** Aim **
Update the rows from the line containing "[seg] grey shorts" through the end of the rows by replacing "sample output" with "reference output", keeping everything else the same.

** Records shown **

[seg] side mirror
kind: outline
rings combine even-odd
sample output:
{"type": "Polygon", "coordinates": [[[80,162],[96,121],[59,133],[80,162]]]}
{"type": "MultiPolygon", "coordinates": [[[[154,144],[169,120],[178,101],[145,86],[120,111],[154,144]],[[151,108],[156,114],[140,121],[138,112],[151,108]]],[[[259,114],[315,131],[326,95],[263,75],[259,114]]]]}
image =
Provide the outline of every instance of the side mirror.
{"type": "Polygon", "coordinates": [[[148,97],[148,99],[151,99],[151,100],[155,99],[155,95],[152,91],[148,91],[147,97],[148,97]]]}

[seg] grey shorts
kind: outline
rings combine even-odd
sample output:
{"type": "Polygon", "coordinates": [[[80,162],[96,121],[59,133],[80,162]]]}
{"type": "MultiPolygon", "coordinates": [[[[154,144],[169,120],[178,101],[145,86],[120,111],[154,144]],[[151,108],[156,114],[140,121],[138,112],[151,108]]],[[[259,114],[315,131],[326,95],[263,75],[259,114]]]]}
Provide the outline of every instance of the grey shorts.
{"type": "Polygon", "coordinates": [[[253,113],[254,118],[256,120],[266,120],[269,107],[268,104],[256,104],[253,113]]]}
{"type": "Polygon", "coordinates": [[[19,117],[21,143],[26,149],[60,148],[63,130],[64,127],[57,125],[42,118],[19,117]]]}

** Response for this exercise **
[seg] grey shorts
kind: outline
rings combine even-odd
reference output:
{"type": "Polygon", "coordinates": [[[80,162],[96,121],[59,133],[80,162]]]}
{"type": "MultiPolygon", "coordinates": [[[[154,144],[169,120],[178,101],[145,86],[120,111],[154,144]],[[151,108],[156,114],[140,121],[138,112],[151,108]]],[[[259,114],[315,131],[326,95],[263,75],[259,114]]]]}
Provide the outline of every instance of the grey shorts.
{"type": "Polygon", "coordinates": [[[253,113],[254,118],[256,120],[266,120],[269,107],[268,104],[256,104],[253,113]]]}
{"type": "Polygon", "coordinates": [[[19,117],[21,143],[26,149],[60,148],[63,130],[64,127],[57,125],[42,118],[19,117]]]}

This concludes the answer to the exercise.